1. Introduction

Hybrid Micro Circuits (HMC) are being widely used in the aerospace and defence industry for various applications to reduce the mass and volume. As Mass and volume have direct effect in the reduction of cost of satellite launch and missile electronic manufacturing. A Hybrid Micro Circuit (HMC) is a proven technology for the use in many aerospace and defence application in comparison with the discrete/PCB version in order to save mass and volume. These hybrid micro circuits are manufactured using thick film technology and need to be designed and qualified to meet various mechanical requirements in order to avoid mechanical and vibration failures during launch and transportation.

The HMC packages need to be designed to meet the sealing requirements apart from meeting the vibration and thermal loads. In some of the subsystem for aerospace and defence application the packages need to be designed for a sine vibration load of more than 50g and to with stand such a high vibration loads the seam sealing area of the Lid through which the lid is welded to the package body need to be designed to meet the vibration load apart from meeting other requirements of thermal and mechanical design requirements.

The HMC packages need to be designed to meet the following requirements as a minimum or in combination depending on the application, in defense and aerospace domain.

1) Sine Vibration

2) Random vibration

3) Constant acceleration

4) Shock load

5) Thermal shock

6) Temperature cycling

7) Pressure of 45 PSI (Fine and Gross leak)

One of the critical parts in the electronic packaging of HMC is the lid design which will be sealed to the package using seam sealing method to meet the hermeticity requirements. During the lid design following requirements need to be considered.

● Minimum flange seal thickness for sealing to meet the sealing machine requirements based on the sealing machine capability

● Minimum or no deformation during the pressure test to meet fine and gross leak requirements

● Minimum or no deformation during mechanical vibration testing.

● Should restrict the movement by itself during the seam sealing

● To meet the Hermeticity requirements

Figure-1 shows the typical lid used for the sealing the package body. Sealing flange area shown in the figure-1 need to be finalized based on the requirements mentioned above.

Figure 1. Typical lid

2. Background

To design the lid by considering requirements mentioned as above, for higher vibration “g” loads it is necessary to understand the failure mechanism at the sealing area. In order to understand the failures, a thorough study has been conducted using existing sealed package which was qualified to 20g vibration load and same has been briefed in the following section.

___

REQUEST: Why does the introduction on hybrid micro circuits say these circuits are favored over discrete or PCB versions in aerospace and defense applications? Answer in one to three sentences.

___

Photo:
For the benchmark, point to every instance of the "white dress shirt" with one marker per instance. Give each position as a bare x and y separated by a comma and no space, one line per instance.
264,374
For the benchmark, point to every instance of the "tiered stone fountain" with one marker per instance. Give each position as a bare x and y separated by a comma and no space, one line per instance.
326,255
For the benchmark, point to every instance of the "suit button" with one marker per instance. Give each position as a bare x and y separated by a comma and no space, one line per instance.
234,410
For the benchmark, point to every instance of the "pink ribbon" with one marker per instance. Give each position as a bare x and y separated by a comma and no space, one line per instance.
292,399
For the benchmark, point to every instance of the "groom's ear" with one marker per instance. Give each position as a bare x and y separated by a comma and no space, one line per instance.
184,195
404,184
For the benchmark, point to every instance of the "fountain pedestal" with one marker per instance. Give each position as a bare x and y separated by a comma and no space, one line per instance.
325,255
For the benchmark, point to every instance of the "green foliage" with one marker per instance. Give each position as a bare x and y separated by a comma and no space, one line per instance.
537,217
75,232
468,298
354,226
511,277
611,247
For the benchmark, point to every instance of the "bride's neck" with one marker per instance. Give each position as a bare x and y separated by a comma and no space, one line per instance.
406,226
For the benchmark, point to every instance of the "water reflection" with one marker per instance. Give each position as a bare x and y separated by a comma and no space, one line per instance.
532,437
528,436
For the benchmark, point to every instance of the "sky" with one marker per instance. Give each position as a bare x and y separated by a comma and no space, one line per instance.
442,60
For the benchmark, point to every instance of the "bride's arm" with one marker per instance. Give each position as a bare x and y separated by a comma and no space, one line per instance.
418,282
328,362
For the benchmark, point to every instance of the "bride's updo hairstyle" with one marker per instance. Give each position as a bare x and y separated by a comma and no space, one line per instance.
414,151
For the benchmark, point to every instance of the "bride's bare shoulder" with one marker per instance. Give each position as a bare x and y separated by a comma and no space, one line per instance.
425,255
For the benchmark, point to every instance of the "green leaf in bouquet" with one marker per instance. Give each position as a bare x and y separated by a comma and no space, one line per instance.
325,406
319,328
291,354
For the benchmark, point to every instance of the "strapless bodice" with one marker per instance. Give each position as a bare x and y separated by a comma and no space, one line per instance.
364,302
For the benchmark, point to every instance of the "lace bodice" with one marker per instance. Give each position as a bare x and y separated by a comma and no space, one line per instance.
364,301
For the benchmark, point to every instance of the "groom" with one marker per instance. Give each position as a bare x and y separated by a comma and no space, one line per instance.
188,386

___

SOLVED PROBLEM: Hybrid micro circuits save mass and volume compared with discrete or PCB versions. This matters because mass and volume directly affect the cost of satellite launches and of manufacturing missile electronics.